Skip Navigation
Logo for Prosek

We Are All Routine (In Route)

Tyler Dorholt

I’m not stretching the truth much when I say that I’ve eaten a banana every morning for the last nine years. I believe in potassium, in vitamin B6, and providing a delicate yellow food for the heart. Sure, there was that one time in Wyoming, in 2005, while driving straight from Minneapolis to Los Angeles, when I couldn’t, for the life of me, find a banana. However, this was a road trip and time was lost on me, evening folded over into morning, an unnoticeable wave. And of course there have been a couple of times when the day got away from me and the banana missed the morning; but I’d venture to say these are only a handful of times and I always found a banana before midnight. What’s the point, you might ask? It’s not necessarily the banana, it’s the safe zone of routine and why we have them, and how many things end up falling into and, at times, out of our routine(s).

Depending on what your current level of “stability” or “instability” in life is, routine plays a role that either eases one into stability or harnesses that which seems unstable. Having recently moved from Manhattan to Brooklyn I find myself utilizing the word “stable” to much greater extent, yet it is not because of the blurred or frenetic elements of Manhattan—of which there are many—nor that Brooklyn is necessarily a better place to find “stability,” it’s that my old routine of grabbing a banana has extended into a multi-textured routine, which includes mixed nuts, orange juice from a straw, and entering a certain car on the F train at the same place so that I know where I can most easily step off come Herald Square.
-- -- --
Task 1: Which place names appear in the essay on routine? List each one once.
Task 2: Can you copy, word for word, the stretch of the essay on routine from "Depending on what" through "come Herald Square."?

Data excerpts:
-- -- --
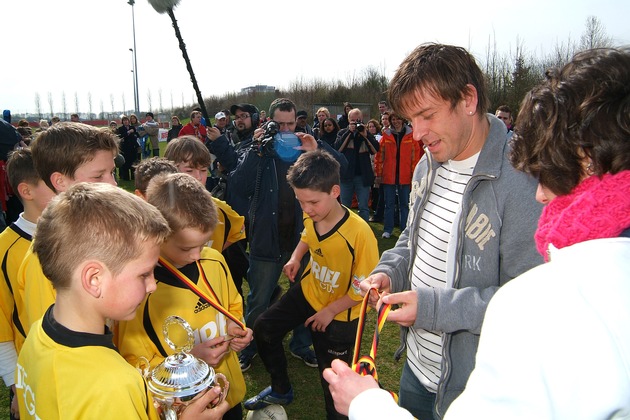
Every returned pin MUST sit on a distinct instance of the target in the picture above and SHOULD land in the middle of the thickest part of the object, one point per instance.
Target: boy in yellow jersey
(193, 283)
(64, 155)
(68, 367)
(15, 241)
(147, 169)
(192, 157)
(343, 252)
-- -- --
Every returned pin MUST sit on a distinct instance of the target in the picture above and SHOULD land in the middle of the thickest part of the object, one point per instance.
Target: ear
-- -- --
Answer 1: Wyoming, Minneapolis, Los Angeles, Manhattan, Brooklyn, Herald Square

Answer 2:
Depending on what your current level of “stability” or “instability” in life is, routine plays a role that either eases one into stability or harnesses that which seems unstable. Having recently moved from Manhattan to Brooklyn I find myself utilizing the word “stable” to much greater extent, yet it is not because of the blurred or frenetic elements of Manhattan—of which there are many—nor that Brooklyn is necessarily a better place to find “stability,” it’s that my old routine of grabbing a banana has extended into a multi-textured routine, which includes mixed nuts, orange juice from a straw, and entering a certain car on the F train at the same place so that I know where I can most easily step off come Herald Square.